● Reading text

Stop Blackberry Abuse

There is a growing and disturbing phenomenon that is familiar to all of us – the blessing and curse of the Blackberry. (Or Treo, or other instant email PDA that you might have.) What is a speaker or meeting leader to do when everyone goes to their Blackberrys to check emails rather than listen to you?

It happens all the time, and the custom is becoming rampant. The curse is out of control – turn it into a blessing. Take charge skillfully.

Here is what you can do:

  • Be interesting. This is most of the problem. People need stimulation, and all too often in our data dump laden business presentation setting people are boring. What you have to do above all is be interesting. Use SHARPs. Engage them with interaction. Be sure you have a focused and listener based message. If you are leading a meeting, facilitate well (there is a skill to facilitating too.)

● Extracted information
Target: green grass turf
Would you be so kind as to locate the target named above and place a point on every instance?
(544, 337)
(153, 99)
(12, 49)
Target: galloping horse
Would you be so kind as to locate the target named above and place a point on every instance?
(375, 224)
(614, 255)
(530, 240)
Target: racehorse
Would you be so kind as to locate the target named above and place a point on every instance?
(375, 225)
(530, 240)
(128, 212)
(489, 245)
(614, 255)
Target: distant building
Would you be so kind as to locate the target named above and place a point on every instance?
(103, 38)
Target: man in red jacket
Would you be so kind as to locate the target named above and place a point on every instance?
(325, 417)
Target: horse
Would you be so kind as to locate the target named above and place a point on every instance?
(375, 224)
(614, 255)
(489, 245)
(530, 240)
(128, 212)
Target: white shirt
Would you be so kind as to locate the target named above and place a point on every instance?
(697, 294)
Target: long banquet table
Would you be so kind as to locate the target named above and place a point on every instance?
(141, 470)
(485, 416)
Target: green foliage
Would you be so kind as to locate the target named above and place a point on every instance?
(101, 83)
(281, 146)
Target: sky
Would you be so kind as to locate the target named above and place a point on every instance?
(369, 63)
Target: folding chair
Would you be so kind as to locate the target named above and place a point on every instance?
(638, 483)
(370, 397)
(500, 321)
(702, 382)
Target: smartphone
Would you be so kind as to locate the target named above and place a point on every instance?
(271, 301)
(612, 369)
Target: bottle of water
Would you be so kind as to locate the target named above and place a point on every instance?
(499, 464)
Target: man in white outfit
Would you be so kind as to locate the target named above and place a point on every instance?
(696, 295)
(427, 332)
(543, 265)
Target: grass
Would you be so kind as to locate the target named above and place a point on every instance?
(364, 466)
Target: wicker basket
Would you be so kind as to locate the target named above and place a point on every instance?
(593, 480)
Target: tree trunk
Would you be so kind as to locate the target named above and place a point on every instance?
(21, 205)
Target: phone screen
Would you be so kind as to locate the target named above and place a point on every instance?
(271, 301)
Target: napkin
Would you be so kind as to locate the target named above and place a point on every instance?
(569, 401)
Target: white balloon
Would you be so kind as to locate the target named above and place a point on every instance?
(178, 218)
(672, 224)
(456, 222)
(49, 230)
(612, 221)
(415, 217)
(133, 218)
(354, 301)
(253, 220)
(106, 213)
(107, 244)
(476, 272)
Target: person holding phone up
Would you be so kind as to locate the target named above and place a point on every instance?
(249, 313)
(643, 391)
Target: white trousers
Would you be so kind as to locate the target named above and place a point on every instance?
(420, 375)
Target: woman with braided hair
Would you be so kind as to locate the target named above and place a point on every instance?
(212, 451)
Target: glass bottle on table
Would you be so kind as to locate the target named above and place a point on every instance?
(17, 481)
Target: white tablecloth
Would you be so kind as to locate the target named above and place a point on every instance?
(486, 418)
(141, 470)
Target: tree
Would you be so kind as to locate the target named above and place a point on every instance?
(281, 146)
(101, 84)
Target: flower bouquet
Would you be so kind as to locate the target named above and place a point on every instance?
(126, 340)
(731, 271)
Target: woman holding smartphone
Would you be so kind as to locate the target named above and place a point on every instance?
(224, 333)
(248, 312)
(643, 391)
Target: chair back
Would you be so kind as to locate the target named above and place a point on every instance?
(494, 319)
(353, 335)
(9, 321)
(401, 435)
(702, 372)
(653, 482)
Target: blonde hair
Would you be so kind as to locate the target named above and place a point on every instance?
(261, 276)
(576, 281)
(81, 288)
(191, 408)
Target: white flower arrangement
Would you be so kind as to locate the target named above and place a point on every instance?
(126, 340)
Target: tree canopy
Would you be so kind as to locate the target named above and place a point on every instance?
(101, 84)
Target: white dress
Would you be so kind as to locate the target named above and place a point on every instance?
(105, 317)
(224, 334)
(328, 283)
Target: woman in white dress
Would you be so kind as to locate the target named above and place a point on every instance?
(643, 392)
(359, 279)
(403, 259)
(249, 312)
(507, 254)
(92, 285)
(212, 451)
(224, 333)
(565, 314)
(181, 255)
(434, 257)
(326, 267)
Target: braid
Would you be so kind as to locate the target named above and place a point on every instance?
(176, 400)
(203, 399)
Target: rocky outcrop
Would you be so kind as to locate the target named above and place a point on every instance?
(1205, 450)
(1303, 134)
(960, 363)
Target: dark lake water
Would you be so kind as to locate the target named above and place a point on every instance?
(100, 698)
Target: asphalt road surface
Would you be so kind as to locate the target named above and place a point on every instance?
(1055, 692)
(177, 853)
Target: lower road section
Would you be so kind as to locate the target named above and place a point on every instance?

● Work to complete
1. Copy out the records word for word, starting with the line that contains "Target: rocky outcrop" and going on through the last line of the records.
2. Pick up the piece about people checking their Blackberrys during meetings and continue it from where it ends.

● Responses
1.
Target: rocky outcrop
Would you be so kind as to locate the target named above and place a point on every instance?
(1205, 450)
(1303, 134)
(960, 363)
Target: dark lake water
Would you be so kind as to locate the target named above and place a point on every instance?
(100, 698)
Target: asphalt road surface
Would you be so kind as to locate the target named above and place a point on every instance?
(1055, 692)
(177, 853)
Target: lower road section
Would you be so kind as to locate the target named above and place a point on every instance?

2.
  • Be dramatic. Get a dummy Blackberry and in your introduction throw it on the floor, stamp on it, and say, “Out damn Blackberry.” Then go to item 4.
  • Take control. Even if you are interesting, some people need to get a key phone call or urgent email. (Not very many, but some.) If so, set it up beforehand with something like, “I know you all are busy, and some of you might have an essential phone message to get. We’ll have breaks so you can take care of urgencies about every hour – but is there anyone who MUST take a call, put it on ring and we’ll all know the call came in. Are there any of you who MUST take a call? That way they will all be on notice for no phone calls. (Notice we left out emails – no one really HAS to get an email within an hour.)
  • Be winsome.Start out with an acknowledgement like, “I know three things:
    1. You all are busy and have phones and emails to contend with, and will want to go to your Blackberrys.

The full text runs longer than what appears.